- **EXCERPT TO READ**:
● ● ● ● ● ● ●
Columbia International Affairs Online: Working Papers

CIAO DATE: 07/2012

Incentives for Life: Cash-on-Delivery Aid for Tobacco Control in Developing Countries

Thomas J. Bollyky, Amanda Glassman

April 2012

Council on Foreign Relations

Abstract

Fewer people are smoking in the United States, Europe, and most of the developing world. Excise taxes, bans on smoking in public places, and graphic health warnings are achieving such dramatic reductions in tobacco use in developed countries that a recent Citigroup Bank investment analysis speculated that smoking could virtually disappear in wealthy countries over the next thirty to fifty years. But as tobacco use declines in the United States and most developed countries, it is on the rise in low- and middle-income countries. Despite widespread participation in the World Health Organization (WHO) Framework Convention on Tobacco Control (FCTC), tobacco taxes remain lower and warning labels smaller than the WHO recommends in most developing countries. No-smoking requirements often do not yet exist or go unenforced, even in hospitals and schools. With stagnating sales in high-income nations, multinational companies target low- and middle-income countries with still-limited tobacco tax and regulatory systems, using cartoon characters, sports sponsorships, purse packs, and other advertising gimmicks long prohibited in most of the developed world. Unless international tobacco control efforts improve, and soon, the WHO projects that tobacco will kill hundreds of millions in the coming decades, mostly in developing countries.
● ● ● ● ● ● ●
- **TASK**: Reproduce the working paper on cash-on-delivery aid for tobacco control word for word, from its first line to its last.

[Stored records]
● ● ● ● ● ● ●
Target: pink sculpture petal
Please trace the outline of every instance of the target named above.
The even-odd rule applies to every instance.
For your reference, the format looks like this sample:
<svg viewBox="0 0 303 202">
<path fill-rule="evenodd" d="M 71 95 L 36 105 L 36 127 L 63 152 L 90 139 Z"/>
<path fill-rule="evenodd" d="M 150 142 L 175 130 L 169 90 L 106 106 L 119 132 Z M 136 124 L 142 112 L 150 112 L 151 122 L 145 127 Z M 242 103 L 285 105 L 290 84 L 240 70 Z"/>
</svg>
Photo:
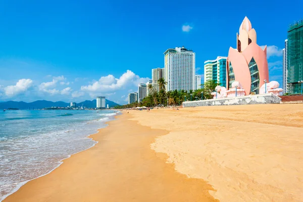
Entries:
<svg viewBox="0 0 303 202">
<path fill-rule="evenodd" d="M 254 57 L 254 59 L 257 63 L 259 71 L 259 77 L 260 79 L 259 88 L 261 88 L 262 85 L 264 83 L 264 80 L 266 79 L 268 82 L 269 81 L 268 64 L 267 63 L 266 53 L 266 52 L 263 51 L 260 46 L 254 42 L 251 42 L 247 47 L 242 53 L 242 54 L 245 58 L 247 64 L 249 63 L 252 57 Z"/>
<path fill-rule="evenodd" d="M 229 70 L 229 62 L 231 63 L 234 73 L 235 74 L 235 80 L 239 81 L 245 89 L 246 95 L 249 94 L 250 92 L 250 85 L 251 80 L 250 73 L 248 69 L 248 65 L 245 57 L 237 50 L 230 47 L 228 52 L 226 85 L 228 88 L 228 71 Z"/>
</svg>

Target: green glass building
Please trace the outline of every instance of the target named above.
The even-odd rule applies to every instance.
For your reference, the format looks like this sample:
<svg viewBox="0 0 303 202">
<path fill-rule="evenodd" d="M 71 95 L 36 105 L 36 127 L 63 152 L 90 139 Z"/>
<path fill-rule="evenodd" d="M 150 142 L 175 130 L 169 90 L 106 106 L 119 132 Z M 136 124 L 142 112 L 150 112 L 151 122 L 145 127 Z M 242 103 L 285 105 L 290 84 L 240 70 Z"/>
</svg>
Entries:
<svg viewBox="0 0 303 202">
<path fill-rule="evenodd" d="M 303 81 L 303 20 L 290 25 L 287 30 L 287 83 L 290 94 L 301 92 Z"/>
</svg>

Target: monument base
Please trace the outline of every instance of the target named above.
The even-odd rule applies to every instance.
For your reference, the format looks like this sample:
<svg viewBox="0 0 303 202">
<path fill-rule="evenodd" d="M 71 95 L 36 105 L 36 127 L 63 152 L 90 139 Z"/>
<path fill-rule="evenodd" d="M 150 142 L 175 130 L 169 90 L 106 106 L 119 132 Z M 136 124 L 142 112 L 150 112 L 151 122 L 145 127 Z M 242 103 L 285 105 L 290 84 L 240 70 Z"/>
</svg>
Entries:
<svg viewBox="0 0 303 202">
<path fill-rule="evenodd" d="M 187 101 L 183 103 L 183 107 L 213 106 L 216 105 L 242 105 L 280 104 L 281 98 L 274 94 L 249 95 L 234 97 L 203 100 Z"/>
</svg>

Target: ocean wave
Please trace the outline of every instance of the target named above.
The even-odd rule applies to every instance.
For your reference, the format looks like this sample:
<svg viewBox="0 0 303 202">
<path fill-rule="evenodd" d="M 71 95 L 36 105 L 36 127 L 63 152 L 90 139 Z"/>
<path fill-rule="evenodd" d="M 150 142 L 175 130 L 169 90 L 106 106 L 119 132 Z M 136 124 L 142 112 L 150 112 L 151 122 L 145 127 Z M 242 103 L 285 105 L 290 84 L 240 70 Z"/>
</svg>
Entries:
<svg viewBox="0 0 303 202">
<path fill-rule="evenodd" d="M 73 116 L 74 115 L 73 114 L 60 114 L 59 115 L 57 115 L 58 117 L 66 117 L 66 116 Z"/>
<path fill-rule="evenodd" d="M 34 117 L 15 117 L 15 118 L 7 118 L 3 119 L 3 120 L 22 120 L 22 119 L 34 119 Z"/>
<path fill-rule="evenodd" d="M 9 132 L 0 135 L 0 173 L 3 174 L 0 176 L 0 201 L 28 181 L 52 172 L 60 166 L 62 159 L 93 146 L 96 142 L 88 136 L 105 127 L 105 122 L 113 120 L 111 117 L 117 113 L 112 112 L 97 115 L 77 112 L 75 116 L 66 117 L 64 119 L 67 121 L 63 122 L 58 116 L 74 114 L 35 111 L 39 115 L 35 114 L 37 119 L 29 123 L 20 122 L 15 126 L 12 125 L 16 122 L 13 120 L 22 118 L 7 120 L 5 122 L 7 125 L 3 128 L 4 131 L 16 131 L 13 127 L 16 127 L 20 131 L 13 135 Z M 55 116 L 49 117 L 50 112 Z M 27 115 L 24 116 L 28 117 Z M 49 119 L 41 119 L 43 116 Z M 91 124 L 87 126 L 87 122 L 92 119 Z"/>
<path fill-rule="evenodd" d="M 98 120 L 99 121 L 108 121 L 109 120 L 110 118 L 109 117 L 104 117 L 104 118 L 102 118 Z"/>
</svg>

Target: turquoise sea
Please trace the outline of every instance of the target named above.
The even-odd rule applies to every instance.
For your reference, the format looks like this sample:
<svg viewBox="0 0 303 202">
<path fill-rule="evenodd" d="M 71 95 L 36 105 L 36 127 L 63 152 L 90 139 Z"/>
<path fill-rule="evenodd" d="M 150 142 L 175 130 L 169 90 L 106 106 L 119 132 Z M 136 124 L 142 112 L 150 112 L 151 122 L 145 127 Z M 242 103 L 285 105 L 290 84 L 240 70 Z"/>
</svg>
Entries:
<svg viewBox="0 0 303 202">
<path fill-rule="evenodd" d="M 98 112 L 97 113 L 97 112 Z M 60 161 L 96 142 L 87 136 L 106 126 L 110 110 L 0 112 L 0 201 Z"/>
</svg>

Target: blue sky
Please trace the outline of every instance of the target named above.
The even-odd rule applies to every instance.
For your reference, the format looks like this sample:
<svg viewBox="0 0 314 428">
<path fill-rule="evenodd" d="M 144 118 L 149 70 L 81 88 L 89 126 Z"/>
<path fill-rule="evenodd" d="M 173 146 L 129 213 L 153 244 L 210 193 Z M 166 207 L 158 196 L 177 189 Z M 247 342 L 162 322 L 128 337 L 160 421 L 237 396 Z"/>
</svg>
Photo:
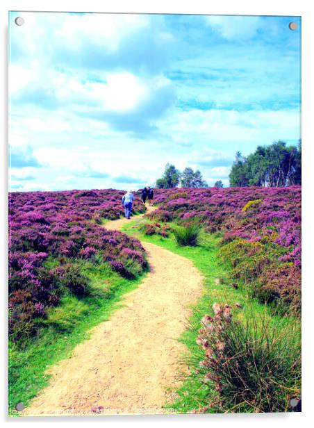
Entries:
<svg viewBox="0 0 314 428">
<path fill-rule="evenodd" d="M 300 138 L 297 17 L 9 19 L 13 191 L 137 189 L 167 162 L 228 186 L 237 151 Z"/>
</svg>

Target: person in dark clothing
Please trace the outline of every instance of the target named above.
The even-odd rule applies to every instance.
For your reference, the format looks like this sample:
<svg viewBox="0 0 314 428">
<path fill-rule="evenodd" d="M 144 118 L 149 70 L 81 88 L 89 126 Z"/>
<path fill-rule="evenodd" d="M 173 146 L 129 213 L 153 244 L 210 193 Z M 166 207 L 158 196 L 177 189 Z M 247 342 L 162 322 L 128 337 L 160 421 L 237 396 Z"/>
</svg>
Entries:
<svg viewBox="0 0 314 428">
<path fill-rule="evenodd" d="M 146 198 L 147 197 L 147 188 L 144 188 L 142 190 L 142 201 L 144 205 L 145 205 Z"/>
<path fill-rule="evenodd" d="M 153 205 L 153 199 L 154 199 L 154 190 L 151 189 L 150 187 L 147 189 L 147 197 L 148 197 L 148 203 L 150 206 Z"/>
</svg>

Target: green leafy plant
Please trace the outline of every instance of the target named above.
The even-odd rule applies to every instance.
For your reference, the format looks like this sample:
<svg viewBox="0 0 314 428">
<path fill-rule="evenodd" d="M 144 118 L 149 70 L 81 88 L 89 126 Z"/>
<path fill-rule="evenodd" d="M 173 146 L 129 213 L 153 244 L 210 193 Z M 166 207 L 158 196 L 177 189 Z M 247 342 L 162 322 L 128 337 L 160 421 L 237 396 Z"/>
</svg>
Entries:
<svg viewBox="0 0 314 428">
<path fill-rule="evenodd" d="M 237 305 L 236 305 L 237 306 Z M 196 377 L 208 385 L 207 412 L 292 411 L 300 397 L 300 332 L 274 328 L 263 313 L 213 304 L 201 320 L 197 343 L 203 359 Z"/>
<path fill-rule="evenodd" d="M 199 244 L 201 230 L 201 226 L 193 222 L 184 226 L 176 226 L 174 228 L 173 233 L 180 247 L 196 247 Z"/>
</svg>

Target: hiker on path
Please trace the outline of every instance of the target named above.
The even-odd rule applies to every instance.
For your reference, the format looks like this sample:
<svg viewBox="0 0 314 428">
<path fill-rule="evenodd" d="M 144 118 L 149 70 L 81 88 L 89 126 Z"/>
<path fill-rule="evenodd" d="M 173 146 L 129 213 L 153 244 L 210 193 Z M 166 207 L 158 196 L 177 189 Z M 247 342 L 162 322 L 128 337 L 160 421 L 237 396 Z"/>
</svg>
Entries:
<svg viewBox="0 0 314 428">
<path fill-rule="evenodd" d="M 142 190 L 142 201 L 143 203 L 143 205 L 145 205 L 146 198 L 147 197 L 147 188 L 144 188 L 144 189 Z"/>
<path fill-rule="evenodd" d="M 154 190 L 151 189 L 150 187 L 147 189 L 147 197 L 148 197 L 148 203 L 150 206 L 153 205 L 153 199 L 154 199 Z"/>
<path fill-rule="evenodd" d="M 122 205 L 124 206 L 125 216 L 129 220 L 131 211 L 132 209 L 132 202 L 134 199 L 134 196 L 131 190 L 128 190 L 122 197 Z"/>
</svg>

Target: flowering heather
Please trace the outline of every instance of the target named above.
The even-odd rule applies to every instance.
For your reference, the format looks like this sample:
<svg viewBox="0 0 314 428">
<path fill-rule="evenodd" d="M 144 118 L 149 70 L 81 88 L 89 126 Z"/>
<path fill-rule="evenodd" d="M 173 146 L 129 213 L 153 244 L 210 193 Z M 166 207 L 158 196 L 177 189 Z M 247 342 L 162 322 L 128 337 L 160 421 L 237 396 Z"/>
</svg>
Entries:
<svg viewBox="0 0 314 428">
<path fill-rule="evenodd" d="M 100 254 L 100 260 L 118 263 L 120 272 L 130 277 L 130 272 L 140 273 L 146 267 L 144 250 L 138 240 L 98 225 L 102 218 L 115 219 L 123 214 L 123 194 L 108 189 L 9 195 L 13 337 L 33 331 L 33 318 L 44 317 L 45 308 L 57 305 L 65 289 L 78 296 L 88 293 L 88 279 L 75 265 L 79 259 L 96 263 Z M 136 201 L 134 209 L 144 210 Z M 57 267 L 48 267 L 46 262 L 51 260 Z"/>
<path fill-rule="evenodd" d="M 157 190 L 149 216 L 223 233 L 222 260 L 262 301 L 301 304 L 301 186 Z"/>
</svg>

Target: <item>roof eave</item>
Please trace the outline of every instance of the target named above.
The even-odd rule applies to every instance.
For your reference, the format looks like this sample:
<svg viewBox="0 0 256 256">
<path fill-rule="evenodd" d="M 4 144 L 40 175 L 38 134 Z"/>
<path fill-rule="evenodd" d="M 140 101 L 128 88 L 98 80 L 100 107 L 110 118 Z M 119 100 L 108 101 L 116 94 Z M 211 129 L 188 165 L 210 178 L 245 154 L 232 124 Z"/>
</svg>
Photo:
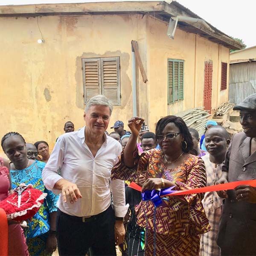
● ● ● ● ● ● ●
- **YOUR SOLUTION**:
Columbia International Affairs Online: Working Papers

CIAO DATE: 07/2012

Incentives for Life: Cash-on-Delivery Aid for Tobacco Control in Developing Countries

Thomas J. Bollyky, Amanda Glassman

April 2012

Council on Foreign Relations

Abstract

Fewer people are smoking in the United States, Europe, and most of the developing world. Excise taxes, bans on smoking in public places, and graphic health warnings are achieving such dramatic reductions in tobacco use in developed countries that a recent Citigroup Bank investment analysis speculated that smoking could virtually disappear in wealthy countries over the next thirty to fifty years. But as tobacco use declines in the United States and most developed countries, it is on the rise in low- and middle-income countries. Despite widespread participation in the World Health Organization (WHO) Framework Convention on Tobacco Control (FCTC), tobacco taxes remain lower and warning labels smaller than the WHO recommends in most developing countries. No-smoking requirements often do not yet exist or go unenforced, even in hospitals and schools. With stagnating sales in high-income nations, multinational companies target low- and middle-income countries with still-limited tobacco tax and regulatory systems, using cartoon characters, sports sponsorships, purse packs, and other advertising gimmicks long prohibited in most of the developed world. Unless international tobacco control efforts improve, and soon, the WHO projects that tobacco will kill hundreds of millions in the coming decades, mostly in developing countries.